**SOURCE EXTRACT:**
________________
The problem is that for many traumatised people, any contact with traumatic memories will be overwhelming and risk retraumatising and destabilising them. Moreover, traumatised people have often lost trust in self, in others, and the world in general. Danger is perceived everywhere, and nowhere and no-one are felt to be safe. Insensitive therapeutic approaches to trauma can result in intense fear and a worsening of the person's mental state.
The therapeutic challenge is
•To find ways of processing trauma and recovering a sense of safety, without retraumatizing the patient.
•To negotiate the therapeutic relationship when trust in others has been shattered
•To engage with the client’s belief that it is not safe to feel safe
•To facilitate modification in response in the body and brain, as well as the cognitive mind
Eye Movement Desensitisation and Reprocessing (EMDR), used with skill within a therapeutic relationship, can be an effective component of treatment for trauma - but must be used with great care.
________________
**INFORMATION SUPPLIED:**
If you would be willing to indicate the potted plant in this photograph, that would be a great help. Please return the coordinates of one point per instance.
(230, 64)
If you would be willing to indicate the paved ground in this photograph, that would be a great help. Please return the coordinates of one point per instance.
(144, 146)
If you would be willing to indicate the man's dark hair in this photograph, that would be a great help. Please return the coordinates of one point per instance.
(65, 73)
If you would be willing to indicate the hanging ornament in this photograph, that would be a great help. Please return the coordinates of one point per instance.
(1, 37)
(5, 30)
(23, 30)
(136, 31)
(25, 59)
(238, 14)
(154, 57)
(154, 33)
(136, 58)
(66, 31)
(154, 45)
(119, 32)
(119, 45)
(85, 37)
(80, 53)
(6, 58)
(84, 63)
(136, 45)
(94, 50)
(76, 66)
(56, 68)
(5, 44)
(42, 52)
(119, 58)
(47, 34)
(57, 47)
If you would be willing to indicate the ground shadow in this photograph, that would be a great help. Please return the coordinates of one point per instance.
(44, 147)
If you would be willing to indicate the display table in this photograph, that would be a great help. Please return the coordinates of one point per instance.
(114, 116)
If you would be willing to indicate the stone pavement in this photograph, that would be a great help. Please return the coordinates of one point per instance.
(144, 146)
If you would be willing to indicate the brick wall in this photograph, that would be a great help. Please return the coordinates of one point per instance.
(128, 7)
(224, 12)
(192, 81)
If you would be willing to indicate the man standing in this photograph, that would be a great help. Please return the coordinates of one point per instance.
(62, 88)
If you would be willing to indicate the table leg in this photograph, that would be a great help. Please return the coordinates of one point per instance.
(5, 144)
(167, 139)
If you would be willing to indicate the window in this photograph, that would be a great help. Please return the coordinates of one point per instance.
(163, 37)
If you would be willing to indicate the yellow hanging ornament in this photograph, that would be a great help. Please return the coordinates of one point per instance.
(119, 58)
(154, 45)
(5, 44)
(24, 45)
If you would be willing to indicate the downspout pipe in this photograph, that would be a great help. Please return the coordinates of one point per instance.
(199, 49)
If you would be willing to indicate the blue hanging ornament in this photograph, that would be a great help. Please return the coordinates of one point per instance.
________________
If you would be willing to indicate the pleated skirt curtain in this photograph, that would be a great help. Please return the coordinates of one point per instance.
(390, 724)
________________
**PROBLEM SET:**
• 1. Can you extract the part of the trauma therapy excerpt starting with "The problem is" and going on through "retraumatizing the patient.", word for word?
• 2. Which therapeutic challenges does the trauma therapy excerpt list?

**ANSWERS TO THE EXERCISE:**
• 1.
The problem is that for many traumatised people, any contact with traumatic memories will be overwhelming and risk retraumatising and destabilising them. Moreover, traumatised people have often lost trust in self, in others, and the world in general. Danger is perceived everywhere, and nowhere and no-one are felt to be safe. Insensitive therapeutic approaches to trauma can result in intense fear and a worsening of the person's mental state.
The therapeutic challenge is
•To find ways of processing trauma and recovering a sense of safety, without retraumatizing the patient.

• 2.
- To find ways of processing trauma and recovering a sense of safety, without retraumatizing the patient.
- To negotiate the therapeutic relationship when trust in others has been shattered
- To engage with the client's belief that it is not safe to feel safe
- To facilitate modification in response in the body and brain, as well as the cognitive mind